■ Excerpt provided
■ ■ ■ ■

Can ordinary people change their fate through cryptocurrency trading?

Theoretically, ordinary people can change their fate through the cryptocurrency market. This is because the average annual return from cryptocurrency trading is over 10%. Long-term investment in cryptocurrencies can potentially lead to wealth due to the compounding effect. I believe that fate is what we now call freedom.

I believe that freedom = ability - desire. Even those with average abilities but extremely low desires can still feel happiness.

Ordinary people can indeed change their fate through cryptocurrency trading, but it is certainly a small number, not the majority.

Let me talk about myself! I have been trading cryptocurrencies for over ten years, from liquidation to achieving financial freedom through trading. By 2024, my funds multiplied by 50 times; if it weren't for two withdrawals to buy houses, it should have been 85 times.

Ten Essential Rules for Profiting from Cryptocurrency Trading!

■ ■ ■ ■

■ Dataset excerpt
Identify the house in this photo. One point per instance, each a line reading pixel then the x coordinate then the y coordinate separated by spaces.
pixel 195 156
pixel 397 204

■ ■ ■ ■

■ Problem set
- 1) According to the cryptocurrency trading piece, by how many times had the writer's funds multiplied by 2024?
- 2) Extend the piece on cryptocurrency trading, starting right after its last line.

■ Responses per task
- 1) 50 times.

- 2)
1. Entry Criteria: In the cryptocurrency market, safety is always the top priority! When building positions, be as cautious as climbing stairs; the first investment should not exceed 10% of total capital and always set a stop-loss line. A stop-loss is like a lifeline, preventing significant losses at critical moments; without it, risks multiply.

2. Bottom-Fishing Techniques: When bottom-fishing, be careful not to be misled by false signals! Always combine weekly and daily validations, observing whether trading volume shrinks and if MACD shows a bottom divergence. Only confirm it’s a real bottom before acting; otherwise, you might get caught halfway up the hill.

3. Wave Trading Points: When engaging in wave trading, after the price breaks through the previous high, first lock in 30%-50% of profits to prevent retracement. If there is a sudden drop exceeding 15%, you can buy the dip in batches; during sideways phases, use a 'grid trading' strategy to repeatedly earn the price difference and improve capital utilization.

4. Position Mentality: The sideways phase is often the calm before the storm; never easily give up your chips! The market may be building strength, and a main upward wave may start at any time. If you trade frequently, you might easily miss significant upward opportunities; patient holding is the best strategy.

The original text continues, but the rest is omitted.